**Directions for this task**
Copy the rows below, switching each "Target" to "Object" and changing nothing else. Leave the pictures out.

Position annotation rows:
-- BEGIN --
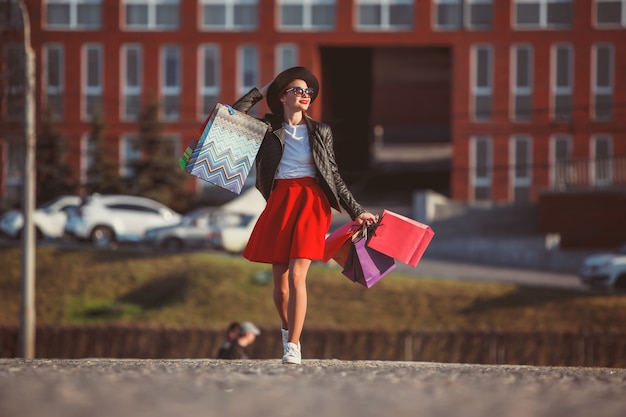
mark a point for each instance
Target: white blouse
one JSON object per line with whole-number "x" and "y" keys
{"x": 297, "y": 161}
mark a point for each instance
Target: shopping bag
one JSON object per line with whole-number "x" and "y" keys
{"x": 400, "y": 237}
{"x": 366, "y": 265}
{"x": 338, "y": 243}
{"x": 226, "y": 149}
{"x": 183, "y": 161}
-- END --
**The output**
mark a point for each instance
Object: white blouse
one JSON object per line with whole-number "x" and "y" keys
{"x": 297, "y": 161}
mark a point for each instance
Object: shopping bag
one JSON object per line with whole-number "x" and "y" keys
{"x": 400, "y": 237}
{"x": 366, "y": 265}
{"x": 338, "y": 243}
{"x": 226, "y": 149}
{"x": 183, "y": 161}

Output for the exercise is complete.